The lack of a harmonized or interoperable approach creates significant challenges for both industry and regulatory agencies because clinical trials are frequently developed for broad populations. Internationally harmonized demographic terminology or the establishment of an international agreement fostering the interoperability of data collection in clinical trials will enable appropriate analyses between and within populations of interest, including intersectional analyses. This, in turn, will lead to better regulatory decisions and provide more accurate information regarding the safety and efficacy of health products for people living with classical hematologic diseases. Furthermore, harmonized terminology is not only a goal itself but also a necessary step toward establishing crossgeographic representation, such that data collected in 1 demographic in “region A” can be generalized to represent the people of the same demographic in “region B.”
To realize a globally harmonized approach for demographic data collection and terminology in clinical trials, it is imperative that all key groups involved work collaboratively. First, all parties must collaborate to support the increased representation of traditionally underrepresented populations in the health product development process. Regulators have been supporting this work for some time through guidance development, recommendations/requirements for clinical data to be disaggregated, and transparency initiatives that provide information on the demographic breakdown of trial results used for regulatory decisions. For example, in 2022, the FDA implemented a requirement for the submission of a diversity plan11 to improve diverse representation in phase 3 clinical trials. Regulators and sponsors should now work in partnership toward globally harmonized data collection requirements for patient demographic data, as well as harmonized terminology that is globally acceptable. This work would benefit from input from trial participants, especially those from populations who tend to be underrepresented in clinical trials. Such a global effort may be best suited for the International Council for Harmonization of Technical Requirements for Pharmaceuticals for Human Use.
Lastly, regulators recognize that creating guidelines and achieving goals related to increasing diversity in clinical trials are more difficult for rare diseases. When it is not possible to include diverse participants in trials (because the population suffering from the disease/condition is too small or biologically confined [eg, hemolysis, elevated liver enzymes, and low platelet count syndrome]), plans should be made to continue collecting real world data to enable the collection of safety and efficacy data by population over time.
2. Engagement of lived experience experts (LEEs) from study inception to dissemination of results and through regulatory assessment is needed.

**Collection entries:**
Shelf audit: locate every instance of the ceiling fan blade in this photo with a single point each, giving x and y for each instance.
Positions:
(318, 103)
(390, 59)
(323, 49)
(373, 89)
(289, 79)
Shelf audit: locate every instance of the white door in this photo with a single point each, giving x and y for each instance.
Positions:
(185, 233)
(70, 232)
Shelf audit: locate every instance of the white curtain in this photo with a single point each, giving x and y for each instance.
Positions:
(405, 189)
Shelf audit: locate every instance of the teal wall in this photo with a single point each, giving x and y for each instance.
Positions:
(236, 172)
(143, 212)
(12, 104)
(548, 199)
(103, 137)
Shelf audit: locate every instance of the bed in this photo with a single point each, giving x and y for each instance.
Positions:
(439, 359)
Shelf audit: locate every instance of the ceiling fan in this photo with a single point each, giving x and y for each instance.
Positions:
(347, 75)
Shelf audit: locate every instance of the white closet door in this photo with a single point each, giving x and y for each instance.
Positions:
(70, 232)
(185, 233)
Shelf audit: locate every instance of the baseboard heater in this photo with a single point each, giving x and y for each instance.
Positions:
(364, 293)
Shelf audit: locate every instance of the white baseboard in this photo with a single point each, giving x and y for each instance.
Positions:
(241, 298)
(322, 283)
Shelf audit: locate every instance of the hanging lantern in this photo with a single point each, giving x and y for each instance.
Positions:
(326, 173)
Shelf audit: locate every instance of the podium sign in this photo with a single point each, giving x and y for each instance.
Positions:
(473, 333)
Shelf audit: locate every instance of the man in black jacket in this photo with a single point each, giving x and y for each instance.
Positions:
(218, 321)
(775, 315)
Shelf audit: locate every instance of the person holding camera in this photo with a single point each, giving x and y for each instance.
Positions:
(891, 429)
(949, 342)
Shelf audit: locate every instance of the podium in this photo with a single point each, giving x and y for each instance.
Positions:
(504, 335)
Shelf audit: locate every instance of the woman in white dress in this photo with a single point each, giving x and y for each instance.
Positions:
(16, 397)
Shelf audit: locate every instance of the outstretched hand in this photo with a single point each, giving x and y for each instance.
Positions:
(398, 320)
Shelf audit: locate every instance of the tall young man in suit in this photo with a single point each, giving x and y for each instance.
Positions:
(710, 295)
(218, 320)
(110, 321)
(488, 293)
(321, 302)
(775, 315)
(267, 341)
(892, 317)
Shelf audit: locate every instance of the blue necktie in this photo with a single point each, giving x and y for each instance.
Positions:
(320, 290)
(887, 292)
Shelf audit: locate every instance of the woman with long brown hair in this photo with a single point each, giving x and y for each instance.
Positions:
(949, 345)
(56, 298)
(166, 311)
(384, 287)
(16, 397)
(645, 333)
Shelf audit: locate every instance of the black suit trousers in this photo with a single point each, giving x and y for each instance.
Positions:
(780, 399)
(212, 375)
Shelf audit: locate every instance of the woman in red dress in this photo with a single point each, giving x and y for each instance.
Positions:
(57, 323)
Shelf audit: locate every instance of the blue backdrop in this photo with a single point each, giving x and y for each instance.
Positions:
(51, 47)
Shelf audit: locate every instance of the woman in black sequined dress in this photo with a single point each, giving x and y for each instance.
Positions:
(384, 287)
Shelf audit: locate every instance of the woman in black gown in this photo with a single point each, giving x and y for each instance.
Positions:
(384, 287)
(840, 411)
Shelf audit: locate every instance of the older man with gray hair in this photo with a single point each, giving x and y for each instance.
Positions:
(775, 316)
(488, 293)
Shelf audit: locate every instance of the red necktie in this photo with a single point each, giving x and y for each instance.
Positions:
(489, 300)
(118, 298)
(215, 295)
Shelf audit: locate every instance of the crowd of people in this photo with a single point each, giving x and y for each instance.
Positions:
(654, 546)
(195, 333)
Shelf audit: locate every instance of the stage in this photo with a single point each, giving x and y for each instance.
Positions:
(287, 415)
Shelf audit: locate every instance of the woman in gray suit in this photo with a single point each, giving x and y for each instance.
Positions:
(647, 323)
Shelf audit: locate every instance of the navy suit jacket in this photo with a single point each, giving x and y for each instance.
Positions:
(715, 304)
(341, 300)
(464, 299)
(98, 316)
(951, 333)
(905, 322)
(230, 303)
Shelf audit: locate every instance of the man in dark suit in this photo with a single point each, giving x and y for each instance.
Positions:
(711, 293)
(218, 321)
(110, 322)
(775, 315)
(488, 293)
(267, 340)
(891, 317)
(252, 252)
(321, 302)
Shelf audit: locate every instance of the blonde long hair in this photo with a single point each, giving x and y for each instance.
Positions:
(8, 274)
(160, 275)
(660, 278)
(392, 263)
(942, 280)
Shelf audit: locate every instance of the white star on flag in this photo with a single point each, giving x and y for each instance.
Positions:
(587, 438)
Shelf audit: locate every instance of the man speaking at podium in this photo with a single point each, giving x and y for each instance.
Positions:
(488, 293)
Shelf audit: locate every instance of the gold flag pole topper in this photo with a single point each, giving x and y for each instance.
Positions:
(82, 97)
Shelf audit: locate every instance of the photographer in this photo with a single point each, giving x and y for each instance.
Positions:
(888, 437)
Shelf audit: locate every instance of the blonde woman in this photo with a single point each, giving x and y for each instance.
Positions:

**Task list:**
[A] Summarize the passage on demographic data in clinical trials in two sentences.
[B] Write out the stretch of the passage on demographic data in clinical trials from "Lastly, regulators recognize" through "population over time.".

**Answers to the exercises:**
[A] Without a harmonized or interoperable approach to demographic terminology and data collection, clinical trials create significant challenges for industry and regulators, and harmonization would enable better analyses, better regulatory decisions and more accurate safety and efficacy information. Regulators and sponsors should work together, with input from trial participants, toward globally harmonized requirements and terminology, and where rare diseases make diverse trials impossible, real world data should continue to be collected over time.

[B]
Lastly, regulators recognize that creating guidelines and achieving goals related to increasing diversity in clinical trials are more difficult for rare diseases. When it is not possible to include diverse participants in trials (because the population suffering from the disease/condition is too small or biologically confined [eg, hemolysis, elevated liver enzymes, and low platelet count syndrome]), plans should be made to continue collecting real world data to enable the collection of safety and efficacy data by population over time.